§ Exercise description: Convert the material from the line with "Mark every instance of pilot's arm" to the line with "54;51;82;64" into a numbered list, leaving out blank lines.
▼
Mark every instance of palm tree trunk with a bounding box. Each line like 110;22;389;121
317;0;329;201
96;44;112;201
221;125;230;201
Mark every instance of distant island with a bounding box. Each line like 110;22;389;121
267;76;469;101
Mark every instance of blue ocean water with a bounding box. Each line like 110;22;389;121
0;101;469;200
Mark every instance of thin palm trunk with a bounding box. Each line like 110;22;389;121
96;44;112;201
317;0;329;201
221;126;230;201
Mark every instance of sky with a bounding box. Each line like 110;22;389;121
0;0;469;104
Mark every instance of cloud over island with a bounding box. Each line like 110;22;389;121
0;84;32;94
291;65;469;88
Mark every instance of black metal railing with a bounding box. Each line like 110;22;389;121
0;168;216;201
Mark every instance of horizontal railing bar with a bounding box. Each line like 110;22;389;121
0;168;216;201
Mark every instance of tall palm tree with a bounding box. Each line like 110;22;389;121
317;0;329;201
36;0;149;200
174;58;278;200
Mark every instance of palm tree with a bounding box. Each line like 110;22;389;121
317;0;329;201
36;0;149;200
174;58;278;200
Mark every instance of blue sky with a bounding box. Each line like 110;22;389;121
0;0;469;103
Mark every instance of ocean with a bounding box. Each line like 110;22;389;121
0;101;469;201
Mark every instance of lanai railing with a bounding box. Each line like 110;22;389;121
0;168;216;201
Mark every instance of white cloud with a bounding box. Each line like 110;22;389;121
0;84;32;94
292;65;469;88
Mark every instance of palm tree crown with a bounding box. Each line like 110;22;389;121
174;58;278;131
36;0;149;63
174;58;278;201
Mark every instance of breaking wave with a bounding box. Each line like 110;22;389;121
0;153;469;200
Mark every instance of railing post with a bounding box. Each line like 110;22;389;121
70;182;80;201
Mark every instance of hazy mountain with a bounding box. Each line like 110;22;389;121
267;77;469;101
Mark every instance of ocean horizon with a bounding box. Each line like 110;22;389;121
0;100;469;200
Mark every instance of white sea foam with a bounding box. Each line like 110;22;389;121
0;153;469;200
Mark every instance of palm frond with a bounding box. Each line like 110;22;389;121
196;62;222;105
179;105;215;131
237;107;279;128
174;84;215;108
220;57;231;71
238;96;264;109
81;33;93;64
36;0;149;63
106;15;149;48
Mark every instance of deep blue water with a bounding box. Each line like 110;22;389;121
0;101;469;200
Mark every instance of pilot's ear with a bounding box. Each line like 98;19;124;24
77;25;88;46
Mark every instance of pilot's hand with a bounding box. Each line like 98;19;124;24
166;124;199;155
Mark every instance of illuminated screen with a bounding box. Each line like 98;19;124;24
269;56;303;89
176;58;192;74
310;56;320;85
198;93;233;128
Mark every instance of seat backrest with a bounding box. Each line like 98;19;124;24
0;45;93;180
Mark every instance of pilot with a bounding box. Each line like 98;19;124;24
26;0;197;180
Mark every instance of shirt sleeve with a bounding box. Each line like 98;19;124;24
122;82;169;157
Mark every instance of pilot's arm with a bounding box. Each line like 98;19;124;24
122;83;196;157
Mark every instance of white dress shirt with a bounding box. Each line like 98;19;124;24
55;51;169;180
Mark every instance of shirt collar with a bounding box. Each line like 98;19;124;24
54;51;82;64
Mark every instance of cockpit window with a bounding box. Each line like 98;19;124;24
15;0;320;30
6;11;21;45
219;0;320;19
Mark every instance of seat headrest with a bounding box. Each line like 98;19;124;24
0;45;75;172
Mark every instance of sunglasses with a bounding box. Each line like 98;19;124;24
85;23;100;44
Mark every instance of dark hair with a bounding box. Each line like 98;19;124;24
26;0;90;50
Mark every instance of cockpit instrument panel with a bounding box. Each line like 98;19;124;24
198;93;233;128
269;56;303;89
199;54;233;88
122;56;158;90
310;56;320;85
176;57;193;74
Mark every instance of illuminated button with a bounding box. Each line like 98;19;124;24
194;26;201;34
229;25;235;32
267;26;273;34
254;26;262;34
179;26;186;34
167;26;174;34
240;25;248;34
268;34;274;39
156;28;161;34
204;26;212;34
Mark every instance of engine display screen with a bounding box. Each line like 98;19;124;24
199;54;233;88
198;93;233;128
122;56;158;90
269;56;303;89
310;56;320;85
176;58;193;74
▲
▼
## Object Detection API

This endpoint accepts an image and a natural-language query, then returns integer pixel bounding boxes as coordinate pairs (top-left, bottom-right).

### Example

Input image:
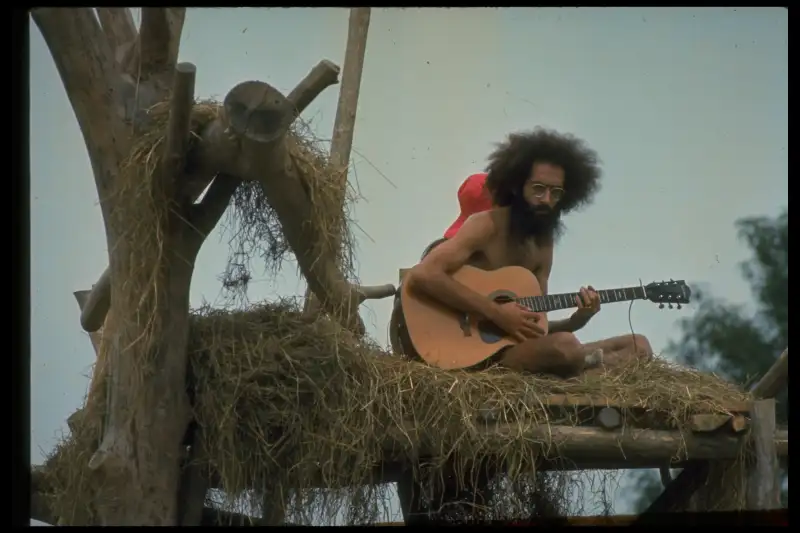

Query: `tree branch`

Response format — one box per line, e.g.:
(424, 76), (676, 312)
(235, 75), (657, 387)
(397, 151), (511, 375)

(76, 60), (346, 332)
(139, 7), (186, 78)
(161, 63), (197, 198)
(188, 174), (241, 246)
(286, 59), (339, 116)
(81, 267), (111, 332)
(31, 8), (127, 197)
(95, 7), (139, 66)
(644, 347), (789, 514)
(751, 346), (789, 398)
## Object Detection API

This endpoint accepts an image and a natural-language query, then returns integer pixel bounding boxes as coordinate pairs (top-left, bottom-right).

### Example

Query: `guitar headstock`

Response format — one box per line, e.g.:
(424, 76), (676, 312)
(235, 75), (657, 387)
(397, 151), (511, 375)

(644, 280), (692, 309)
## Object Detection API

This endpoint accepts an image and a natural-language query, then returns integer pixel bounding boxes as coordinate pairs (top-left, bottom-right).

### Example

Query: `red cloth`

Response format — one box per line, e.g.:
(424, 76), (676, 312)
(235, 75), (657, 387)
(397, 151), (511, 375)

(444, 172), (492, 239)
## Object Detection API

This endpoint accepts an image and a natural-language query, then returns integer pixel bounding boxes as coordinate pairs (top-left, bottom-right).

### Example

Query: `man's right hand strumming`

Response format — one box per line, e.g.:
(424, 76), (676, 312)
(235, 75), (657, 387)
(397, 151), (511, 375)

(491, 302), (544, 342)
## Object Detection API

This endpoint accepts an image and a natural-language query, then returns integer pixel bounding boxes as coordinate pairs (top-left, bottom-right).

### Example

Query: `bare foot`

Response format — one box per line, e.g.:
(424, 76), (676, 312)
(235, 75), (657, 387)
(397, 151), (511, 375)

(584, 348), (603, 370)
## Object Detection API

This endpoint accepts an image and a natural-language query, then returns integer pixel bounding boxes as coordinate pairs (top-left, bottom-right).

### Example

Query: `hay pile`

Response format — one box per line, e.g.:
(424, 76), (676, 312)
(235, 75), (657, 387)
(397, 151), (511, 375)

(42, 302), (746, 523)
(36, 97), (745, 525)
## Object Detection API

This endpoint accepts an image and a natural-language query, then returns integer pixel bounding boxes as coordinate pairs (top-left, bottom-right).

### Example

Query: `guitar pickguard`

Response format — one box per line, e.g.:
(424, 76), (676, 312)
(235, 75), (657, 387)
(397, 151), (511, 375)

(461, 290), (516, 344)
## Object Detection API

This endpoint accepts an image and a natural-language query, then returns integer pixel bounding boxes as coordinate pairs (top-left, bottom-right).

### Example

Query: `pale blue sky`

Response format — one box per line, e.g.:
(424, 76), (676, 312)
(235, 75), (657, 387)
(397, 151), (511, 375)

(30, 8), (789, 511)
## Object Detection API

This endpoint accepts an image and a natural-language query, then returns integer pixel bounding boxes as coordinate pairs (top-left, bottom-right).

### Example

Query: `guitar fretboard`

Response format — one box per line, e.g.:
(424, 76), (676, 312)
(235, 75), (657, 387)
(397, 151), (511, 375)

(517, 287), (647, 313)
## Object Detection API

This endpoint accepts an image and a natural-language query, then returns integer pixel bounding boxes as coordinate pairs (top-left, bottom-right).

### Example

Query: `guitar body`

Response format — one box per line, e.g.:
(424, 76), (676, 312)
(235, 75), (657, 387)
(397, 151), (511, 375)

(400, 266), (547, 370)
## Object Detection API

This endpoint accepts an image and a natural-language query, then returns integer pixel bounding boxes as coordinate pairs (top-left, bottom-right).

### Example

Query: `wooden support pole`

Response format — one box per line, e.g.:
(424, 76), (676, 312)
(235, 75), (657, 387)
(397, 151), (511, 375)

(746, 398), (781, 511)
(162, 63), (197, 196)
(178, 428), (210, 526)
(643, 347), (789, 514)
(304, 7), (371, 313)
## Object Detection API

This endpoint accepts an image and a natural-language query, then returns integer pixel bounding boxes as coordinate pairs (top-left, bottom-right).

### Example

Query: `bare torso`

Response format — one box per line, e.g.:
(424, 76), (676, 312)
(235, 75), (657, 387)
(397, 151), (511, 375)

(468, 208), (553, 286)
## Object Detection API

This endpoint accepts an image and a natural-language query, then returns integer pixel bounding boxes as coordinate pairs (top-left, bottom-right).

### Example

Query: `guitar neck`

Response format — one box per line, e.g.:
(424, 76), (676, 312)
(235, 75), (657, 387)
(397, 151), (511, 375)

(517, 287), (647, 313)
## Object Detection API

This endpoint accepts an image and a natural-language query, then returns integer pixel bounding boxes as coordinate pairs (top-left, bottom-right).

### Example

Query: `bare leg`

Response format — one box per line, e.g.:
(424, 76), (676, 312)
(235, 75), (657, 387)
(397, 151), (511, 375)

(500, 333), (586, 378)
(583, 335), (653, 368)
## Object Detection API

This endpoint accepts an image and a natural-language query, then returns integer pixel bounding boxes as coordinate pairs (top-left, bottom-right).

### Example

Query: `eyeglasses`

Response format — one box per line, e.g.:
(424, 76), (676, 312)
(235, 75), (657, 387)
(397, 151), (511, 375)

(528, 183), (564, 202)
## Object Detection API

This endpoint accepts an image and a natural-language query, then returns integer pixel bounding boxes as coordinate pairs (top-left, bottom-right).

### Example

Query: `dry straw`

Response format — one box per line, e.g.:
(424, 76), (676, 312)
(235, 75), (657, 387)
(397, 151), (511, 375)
▲
§ Exercise solution:
1. Mark every instance of pilot's arm with a bounding box. Each line like 98;19;124;24
2. 122;83;196;157
3. Mark every instance of white dress shirt with a bounding box. Each line like 98;19;124;24
4. 55;51;169;180
5. Mark every instance of shirt collar with a bounding box. Each line like 98;19;124;24
6. 54;51;82;64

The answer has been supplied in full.